▸ TASK REQUIREMENTS: I need the lines below from the one with "Target: grey tie" down to the one with "like x=675 y=15." reproduced exactly, both ends included, and nothing else.

◆ ◆ ◆ ◆

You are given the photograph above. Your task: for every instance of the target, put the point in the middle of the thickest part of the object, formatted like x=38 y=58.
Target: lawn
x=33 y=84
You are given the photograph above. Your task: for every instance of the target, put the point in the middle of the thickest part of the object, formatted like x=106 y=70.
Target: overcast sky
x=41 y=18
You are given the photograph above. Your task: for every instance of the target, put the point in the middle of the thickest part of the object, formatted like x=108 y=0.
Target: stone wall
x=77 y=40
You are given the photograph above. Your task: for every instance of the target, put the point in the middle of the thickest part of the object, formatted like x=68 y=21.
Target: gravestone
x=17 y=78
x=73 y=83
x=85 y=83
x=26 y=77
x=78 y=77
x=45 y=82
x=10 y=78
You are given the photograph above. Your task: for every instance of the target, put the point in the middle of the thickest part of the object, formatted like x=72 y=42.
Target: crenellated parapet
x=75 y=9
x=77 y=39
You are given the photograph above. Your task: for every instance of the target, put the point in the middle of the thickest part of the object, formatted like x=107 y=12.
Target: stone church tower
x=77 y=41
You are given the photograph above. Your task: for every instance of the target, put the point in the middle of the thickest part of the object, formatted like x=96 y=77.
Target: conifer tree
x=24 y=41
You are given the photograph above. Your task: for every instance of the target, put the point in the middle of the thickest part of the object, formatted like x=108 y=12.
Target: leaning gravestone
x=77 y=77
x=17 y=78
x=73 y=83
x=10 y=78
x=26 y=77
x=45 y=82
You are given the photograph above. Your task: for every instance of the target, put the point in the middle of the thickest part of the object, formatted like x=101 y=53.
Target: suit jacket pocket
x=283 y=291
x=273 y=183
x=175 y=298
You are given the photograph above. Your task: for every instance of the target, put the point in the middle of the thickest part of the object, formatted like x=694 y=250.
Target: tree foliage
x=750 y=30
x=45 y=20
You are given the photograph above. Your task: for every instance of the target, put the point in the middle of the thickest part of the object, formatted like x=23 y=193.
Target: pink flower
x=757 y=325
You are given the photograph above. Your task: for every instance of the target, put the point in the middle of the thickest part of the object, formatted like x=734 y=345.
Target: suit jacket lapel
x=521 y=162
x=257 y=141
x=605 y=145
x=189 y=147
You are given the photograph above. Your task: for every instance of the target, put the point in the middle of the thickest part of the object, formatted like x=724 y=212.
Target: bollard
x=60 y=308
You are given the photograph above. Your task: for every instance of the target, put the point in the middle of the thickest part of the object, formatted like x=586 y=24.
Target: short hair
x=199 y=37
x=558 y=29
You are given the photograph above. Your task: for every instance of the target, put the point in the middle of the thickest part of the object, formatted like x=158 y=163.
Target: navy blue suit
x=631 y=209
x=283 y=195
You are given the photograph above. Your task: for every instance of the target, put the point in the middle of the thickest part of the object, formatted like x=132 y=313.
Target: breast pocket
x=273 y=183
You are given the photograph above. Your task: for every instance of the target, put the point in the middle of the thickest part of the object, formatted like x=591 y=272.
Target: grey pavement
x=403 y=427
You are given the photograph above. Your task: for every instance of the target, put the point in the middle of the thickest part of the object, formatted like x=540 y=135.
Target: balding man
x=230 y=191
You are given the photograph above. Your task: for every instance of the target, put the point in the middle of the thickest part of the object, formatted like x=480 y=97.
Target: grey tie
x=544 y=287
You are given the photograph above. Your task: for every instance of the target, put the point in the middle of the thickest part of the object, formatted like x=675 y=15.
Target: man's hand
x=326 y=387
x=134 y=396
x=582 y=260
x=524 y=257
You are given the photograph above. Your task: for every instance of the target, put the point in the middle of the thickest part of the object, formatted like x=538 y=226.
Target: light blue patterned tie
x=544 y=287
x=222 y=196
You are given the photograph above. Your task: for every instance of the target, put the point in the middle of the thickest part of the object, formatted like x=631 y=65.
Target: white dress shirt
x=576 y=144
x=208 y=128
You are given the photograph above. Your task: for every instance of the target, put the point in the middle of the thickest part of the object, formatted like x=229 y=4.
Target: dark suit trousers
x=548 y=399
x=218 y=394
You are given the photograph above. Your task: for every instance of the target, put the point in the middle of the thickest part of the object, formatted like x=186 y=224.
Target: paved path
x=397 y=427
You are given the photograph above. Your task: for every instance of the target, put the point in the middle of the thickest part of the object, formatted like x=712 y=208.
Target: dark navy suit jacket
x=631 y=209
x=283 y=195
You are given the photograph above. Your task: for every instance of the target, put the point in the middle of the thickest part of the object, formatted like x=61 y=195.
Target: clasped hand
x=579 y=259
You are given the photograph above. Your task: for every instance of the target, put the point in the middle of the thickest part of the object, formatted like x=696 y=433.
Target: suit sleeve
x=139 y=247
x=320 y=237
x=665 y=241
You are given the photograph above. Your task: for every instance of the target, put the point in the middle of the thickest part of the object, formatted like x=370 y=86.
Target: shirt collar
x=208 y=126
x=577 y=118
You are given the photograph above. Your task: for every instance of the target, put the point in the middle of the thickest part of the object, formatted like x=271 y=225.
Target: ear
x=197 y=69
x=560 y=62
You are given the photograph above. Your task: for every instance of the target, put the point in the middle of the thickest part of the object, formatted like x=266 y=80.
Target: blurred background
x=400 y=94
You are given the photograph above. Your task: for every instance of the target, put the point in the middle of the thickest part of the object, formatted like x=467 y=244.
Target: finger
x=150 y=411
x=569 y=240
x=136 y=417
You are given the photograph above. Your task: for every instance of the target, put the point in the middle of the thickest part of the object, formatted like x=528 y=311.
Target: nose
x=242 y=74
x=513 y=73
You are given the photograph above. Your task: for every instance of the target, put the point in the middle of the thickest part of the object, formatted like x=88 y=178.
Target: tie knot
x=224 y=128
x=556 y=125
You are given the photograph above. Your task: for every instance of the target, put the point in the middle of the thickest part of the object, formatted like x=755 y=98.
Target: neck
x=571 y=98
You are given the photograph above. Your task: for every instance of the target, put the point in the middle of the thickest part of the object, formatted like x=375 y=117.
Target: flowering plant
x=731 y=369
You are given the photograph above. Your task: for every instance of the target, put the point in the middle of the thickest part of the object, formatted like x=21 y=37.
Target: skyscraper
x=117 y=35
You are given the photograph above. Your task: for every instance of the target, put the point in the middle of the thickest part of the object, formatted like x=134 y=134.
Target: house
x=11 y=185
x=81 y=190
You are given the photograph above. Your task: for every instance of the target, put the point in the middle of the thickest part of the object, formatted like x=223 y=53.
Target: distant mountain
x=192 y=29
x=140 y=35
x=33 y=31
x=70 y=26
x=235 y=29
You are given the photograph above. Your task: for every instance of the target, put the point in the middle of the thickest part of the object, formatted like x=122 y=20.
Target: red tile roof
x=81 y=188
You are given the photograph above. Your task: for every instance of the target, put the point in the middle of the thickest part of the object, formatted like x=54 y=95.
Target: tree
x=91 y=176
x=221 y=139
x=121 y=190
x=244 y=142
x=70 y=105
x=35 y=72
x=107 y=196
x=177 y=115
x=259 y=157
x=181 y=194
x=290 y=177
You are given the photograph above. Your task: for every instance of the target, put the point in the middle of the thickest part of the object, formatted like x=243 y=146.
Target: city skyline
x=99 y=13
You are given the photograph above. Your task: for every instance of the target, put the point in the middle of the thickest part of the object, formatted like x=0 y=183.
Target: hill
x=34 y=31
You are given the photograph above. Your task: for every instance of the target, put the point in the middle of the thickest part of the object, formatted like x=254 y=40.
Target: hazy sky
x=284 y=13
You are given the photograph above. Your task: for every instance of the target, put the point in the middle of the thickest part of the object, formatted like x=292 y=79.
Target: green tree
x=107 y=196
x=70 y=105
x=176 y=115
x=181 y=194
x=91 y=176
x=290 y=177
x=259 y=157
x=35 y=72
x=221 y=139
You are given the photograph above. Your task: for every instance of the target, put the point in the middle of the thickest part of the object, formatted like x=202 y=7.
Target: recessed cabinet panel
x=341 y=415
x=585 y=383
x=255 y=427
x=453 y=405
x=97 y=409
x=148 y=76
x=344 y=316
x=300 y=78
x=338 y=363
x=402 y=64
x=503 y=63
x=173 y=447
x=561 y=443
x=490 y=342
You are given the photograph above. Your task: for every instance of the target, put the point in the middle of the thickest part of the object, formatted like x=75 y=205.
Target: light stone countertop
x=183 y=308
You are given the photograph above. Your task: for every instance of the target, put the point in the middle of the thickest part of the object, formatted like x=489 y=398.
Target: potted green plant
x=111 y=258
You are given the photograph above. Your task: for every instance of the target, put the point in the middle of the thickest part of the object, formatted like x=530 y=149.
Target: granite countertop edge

◆ ◆ ◆ ◆

▸ EXERCISE OUTPUT:
Target: grey tie
x=544 y=287
You are given the photograph above. Your task: for every instance of the target, put the point in the middle of the thickest part of the object, formatted like x=675 y=15.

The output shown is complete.